▶ _Set problem_
Make an exact copy of all the data.

(Point labeling dataset excerpts)
..........

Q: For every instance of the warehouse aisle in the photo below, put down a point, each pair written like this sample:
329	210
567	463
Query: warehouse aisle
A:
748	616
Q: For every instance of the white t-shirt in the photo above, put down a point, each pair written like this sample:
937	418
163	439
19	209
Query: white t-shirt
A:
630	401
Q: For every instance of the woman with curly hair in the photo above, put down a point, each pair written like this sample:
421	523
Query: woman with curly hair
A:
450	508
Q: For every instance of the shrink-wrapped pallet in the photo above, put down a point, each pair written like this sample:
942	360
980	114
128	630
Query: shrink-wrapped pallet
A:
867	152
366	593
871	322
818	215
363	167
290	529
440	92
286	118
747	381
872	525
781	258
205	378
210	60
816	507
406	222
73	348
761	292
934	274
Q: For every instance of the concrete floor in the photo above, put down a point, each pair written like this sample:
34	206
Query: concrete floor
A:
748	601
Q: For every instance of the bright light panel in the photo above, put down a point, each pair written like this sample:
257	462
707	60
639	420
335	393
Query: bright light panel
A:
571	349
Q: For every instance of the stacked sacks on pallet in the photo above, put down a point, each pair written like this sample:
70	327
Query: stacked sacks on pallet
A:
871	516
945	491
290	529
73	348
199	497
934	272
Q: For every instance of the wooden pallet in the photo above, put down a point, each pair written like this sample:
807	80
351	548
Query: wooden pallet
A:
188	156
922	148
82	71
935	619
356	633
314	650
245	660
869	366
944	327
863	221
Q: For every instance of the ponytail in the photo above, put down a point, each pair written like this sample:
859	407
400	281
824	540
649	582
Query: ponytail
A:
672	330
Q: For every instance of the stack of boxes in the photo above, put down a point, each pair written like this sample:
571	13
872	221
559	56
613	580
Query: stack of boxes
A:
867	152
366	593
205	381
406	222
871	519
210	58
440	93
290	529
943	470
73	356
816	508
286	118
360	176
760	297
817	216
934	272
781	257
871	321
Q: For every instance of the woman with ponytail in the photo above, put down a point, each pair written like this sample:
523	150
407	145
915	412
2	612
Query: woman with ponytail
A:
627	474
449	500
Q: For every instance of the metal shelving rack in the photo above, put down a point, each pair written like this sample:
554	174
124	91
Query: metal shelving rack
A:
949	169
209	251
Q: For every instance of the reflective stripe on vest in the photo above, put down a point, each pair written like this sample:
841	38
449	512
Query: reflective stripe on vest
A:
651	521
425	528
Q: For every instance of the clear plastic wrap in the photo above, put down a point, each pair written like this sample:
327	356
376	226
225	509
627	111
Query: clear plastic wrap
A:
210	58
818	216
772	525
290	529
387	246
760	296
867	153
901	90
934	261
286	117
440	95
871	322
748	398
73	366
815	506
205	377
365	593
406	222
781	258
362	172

..........

▶ _Exercise result_
Q: For every instance of the warehouse aisle in the photo below, put down a point, each pair written like this sample:
329	210
567	463
Query: warehouse aisle
A:
748	616
Q: For every instance of the white t-shirt in the photo above, put down a point, each pair written like this sample:
937	418
163	439
19	209
Query: white t-shirt
A:
630	401
Q: For every instance of the woman with curly hair in the photo above, put down a point, each pair written like this sample:
421	523
Query: woman with curly hair
A:
450	508
Q: For every instance of the shrink-wrapped pallet in the photo above, put down a point, each pair written like this sample:
942	360
980	114
128	630
Query: shrink-wrapped pallet
A:
867	152
366	593
871	322
818	215
363	167
290	529
440	92
286	118
747	381
872	525
781	258
205	378
210	60
816	507
406	222
73	348
761	292
934	274
Q: For every instance of the concrete floor in the photo above, put down a point, each pair written like this sample:
34	206
Query: concrete floor
A:
748	601
Q: For every instance of the bright light panel in the photo above, put down a point, each pair written like this sample:
257	462
707	60
639	420
335	393
Query: bright light panel
A:
571	349
Q: For every instance of the stacked sacks on pallet in the photo above, put down a point, each pair written like this sample:
70	327
Query: stacked sacks on pallet
A:
871	516
945	491
290	529
73	348
199	497
934	272
Q: For every instance of the wooden pallet in the photo above, put down a point, each pair written like this sample:
807	80
351	548
Query: wooden pallet
A:
188	156
922	148
82	71
935	619
356	633
314	650
245	660
869	366
944	327
863	221
Q: For every instance of the ponytail in the photo above, put down a point, each pair written like this sample:
859	407
400	281
824	540
649	582
Query: ponytail
A:
672	330
Q: For every instance of the stack of boxes in the photo above, put down a point, each pair written like this sample:
571	13
872	221
559	56
613	580
Query: stack of boxes
A:
867	152
366	593
205	381
406	222
871	519
210	58
440	93
290	529
943	470
73	356
816	508
286	118
360	176
760	297
817	216
934	272
781	257
871	321
Q: For every instance of the woman with ponytail in the photo above, put down a point, each pair written like this sample:
523	150
407	145
915	412
2	612
Query: woman with ponytail
A:
627	474
449	500
Q: For every instance of the metal shelving rack in the photo above, put down a point, each pair written like this sample:
554	174
124	91
Query: metal shelving rack
A:
949	169
209	251
Q: For every instance of the reflective stripe on vest in the photo above, put down a point, each pair written like this sample:
841	38
449	512
Query: reflective stripe on vest
A:
651	521
425	528
Q: For every instance of the clear plastic wrap in the photo above, put down a point, each pair written like this sample:
327	356
376	226
225	509
627	111
Query: clear plastic wrap
A:
210	58
818	216
772	525
290	529
387	246
760	296
867	153
901	90
934	261
286	117
440	95
871	322
748	398
73	366
815	506
205	377
365	593
406	222
781	258
362	172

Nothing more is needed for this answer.